Referring expression pointing data:
>>>

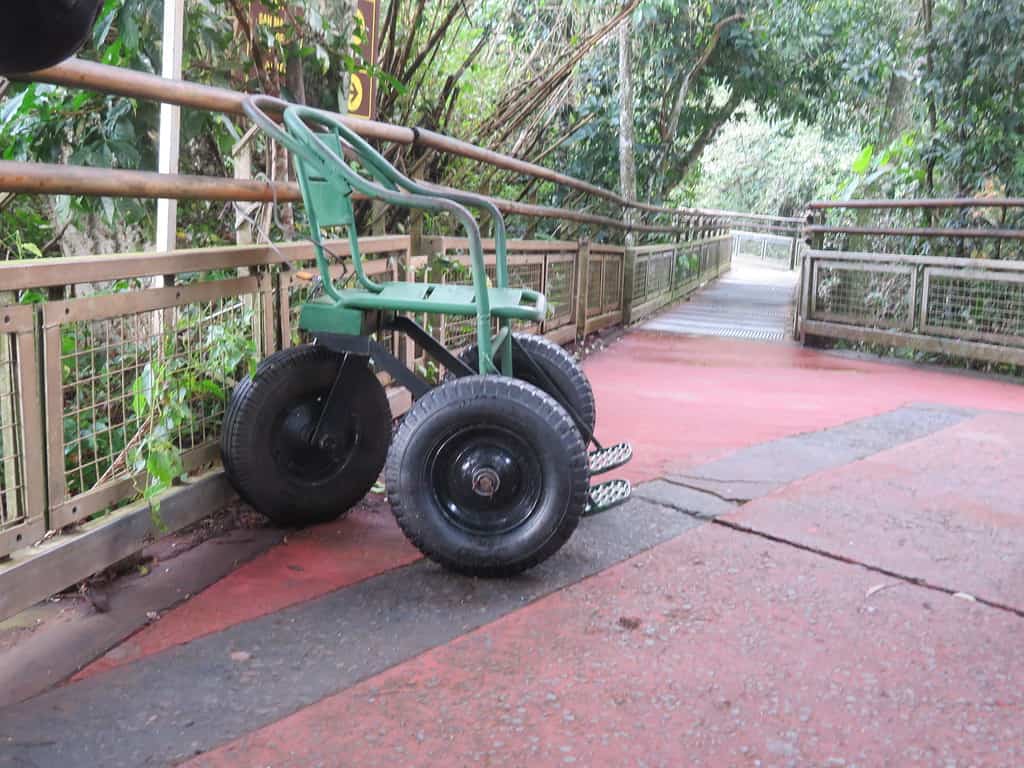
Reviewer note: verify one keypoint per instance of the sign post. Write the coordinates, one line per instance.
(363, 87)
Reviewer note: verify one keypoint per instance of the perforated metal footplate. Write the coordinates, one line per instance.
(609, 458)
(607, 495)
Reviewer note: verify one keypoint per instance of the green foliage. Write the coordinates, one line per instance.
(771, 167)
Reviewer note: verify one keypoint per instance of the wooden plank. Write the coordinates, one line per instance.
(116, 305)
(902, 258)
(95, 500)
(35, 573)
(604, 321)
(969, 349)
(52, 378)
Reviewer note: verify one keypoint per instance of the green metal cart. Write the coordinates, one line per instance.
(489, 471)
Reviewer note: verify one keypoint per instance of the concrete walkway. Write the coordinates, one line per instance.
(822, 565)
(752, 301)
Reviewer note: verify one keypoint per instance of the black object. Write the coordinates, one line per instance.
(487, 475)
(37, 35)
(294, 459)
(545, 365)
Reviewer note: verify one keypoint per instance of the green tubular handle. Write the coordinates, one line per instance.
(539, 299)
(255, 109)
(297, 121)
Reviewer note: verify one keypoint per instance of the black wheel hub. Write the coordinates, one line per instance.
(486, 479)
(300, 455)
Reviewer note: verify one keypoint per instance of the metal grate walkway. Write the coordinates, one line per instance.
(751, 302)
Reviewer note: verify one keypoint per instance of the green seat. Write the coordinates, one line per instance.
(510, 303)
(322, 147)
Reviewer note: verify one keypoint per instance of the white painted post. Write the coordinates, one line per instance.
(170, 121)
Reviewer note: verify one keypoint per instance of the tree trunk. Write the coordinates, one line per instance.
(627, 145)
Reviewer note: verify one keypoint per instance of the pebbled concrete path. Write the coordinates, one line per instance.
(821, 566)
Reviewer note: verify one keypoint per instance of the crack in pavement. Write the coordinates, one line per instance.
(875, 568)
(709, 492)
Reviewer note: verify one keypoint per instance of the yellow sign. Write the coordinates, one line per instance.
(267, 17)
(363, 87)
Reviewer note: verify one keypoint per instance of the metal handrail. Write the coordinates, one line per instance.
(77, 73)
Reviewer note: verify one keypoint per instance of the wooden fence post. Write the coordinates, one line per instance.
(583, 287)
(629, 268)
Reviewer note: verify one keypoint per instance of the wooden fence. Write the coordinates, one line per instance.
(75, 371)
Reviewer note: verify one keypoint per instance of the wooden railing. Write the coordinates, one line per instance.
(939, 276)
(78, 361)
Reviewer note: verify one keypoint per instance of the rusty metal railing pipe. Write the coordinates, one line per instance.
(45, 178)
(923, 231)
(77, 73)
(819, 205)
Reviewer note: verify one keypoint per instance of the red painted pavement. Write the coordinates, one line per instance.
(717, 648)
(310, 563)
(684, 400)
(681, 400)
(947, 509)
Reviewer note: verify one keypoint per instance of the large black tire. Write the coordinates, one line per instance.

<<<

What is expected
Output the full set of records above without changing a word, and drop the images.

Exercise solution
Reviewer note: verify one keypoint per instance of the sign post. Write the coordinates, one line per instance.
(363, 87)
Reviewer note: verify one keypoint per instance of the perforated metal footplate. Write the coordinates, one line per instance.
(609, 458)
(607, 495)
Reviewer note: verify one keypoint per instance of the green foliage. Write the coordinates, one line per instance.
(771, 167)
Reviewer note: verify one keypoint per instance of the wooden plank. Write the coordinates, one line per instance.
(116, 305)
(902, 258)
(95, 500)
(35, 573)
(604, 321)
(969, 349)
(52, 378)
Reviewer note: verify one keypoint per instance of the green metal cart. Write the coordinates, one line per instance.
(489, 471)
Reviewer note: verify one keypoint per instance of the concrete walkway. Write the coordinates, one line per instance.
(822, 565)
(752, 301)
Reviewer note: verify one keypoint per instance of the black object. Write the coordinates, one line per instance.
(487, 475)
(37, 35)
(294, 459)
(545, 365)
Reviewer note: verify one keypoint per instance of the green tubular handle. Write the coordinates, one line per instance.
(539, 299)
(255, 109)
(297, 121)
Reviewer note: verify one keypoint per instance of the black wheel hub. Write the coordinates, one line per instance.
(486, 479)
(300, 455)
Reviewer note: verify one keypoint per instance of the metal grate walkway. Write the coordinates, one line per instance.
(751, 302)
Reviewer note: verify one keypoint per instance of the green seat. Write the coordinates, one line per instance.
(510, 303)
(322, 147)
Reviewer note: verify one keypoint per instance of the white painted post. Write the coordinates, one line per instance.
(170, 121)
Reviewer note: verify one keypoint per instance of the tree trunk. Write the coordinates, one line per instance.
(627, 145)
Reviewer note: verify one keypoint per instance of the pebbled concrete path. Write the coordinates, one line per instance.
(821, 566)
Reviewer note: verify one keypoint per instance of the crack in pavement. Write the coordinates, one line per instance.
(875, 568)
(709, 492)
Reviewer note: verify one keypoint per instance of the yellow sign. Write the coordinates, one line per instance.
(267, 17)
(363, 87)
Reviewer note: verify one keypoint per instance of the metal handrail. Write the coordinates, one line per instance.
(77, 73)
Reviewer note: verify one keypoint per instance of the wooden fence post. Write the coordinates, one line per instance.
(583, 287)
(629, 268)
Reviewer note: verify one keypoint per instance of the wooden fence. Write the coordinates, one line per instance.
(75, 371)
Reviewer note: verify one keypoint per instance of the wooden railing. Write the coordinates, one line per instance.
(939, 276)
(78, 361)
Reviewer note: verify one keypoint per instance of the rusty metal railing pipe. Write the coordinates, one line per instance.
(45, 178)
(923, 231)
(77, 73)
(819, 205)
Reviewer note: verify one keypoint per instance of the red painted pavement. Write the coordinates, one line per instance.
(717, 648)
(310, 563)
(684, 400)
(681, 400)
(947, 509)
Reviewer note: verify one keypoint per instance of the large black tire. Write the coordinates, one line per instance.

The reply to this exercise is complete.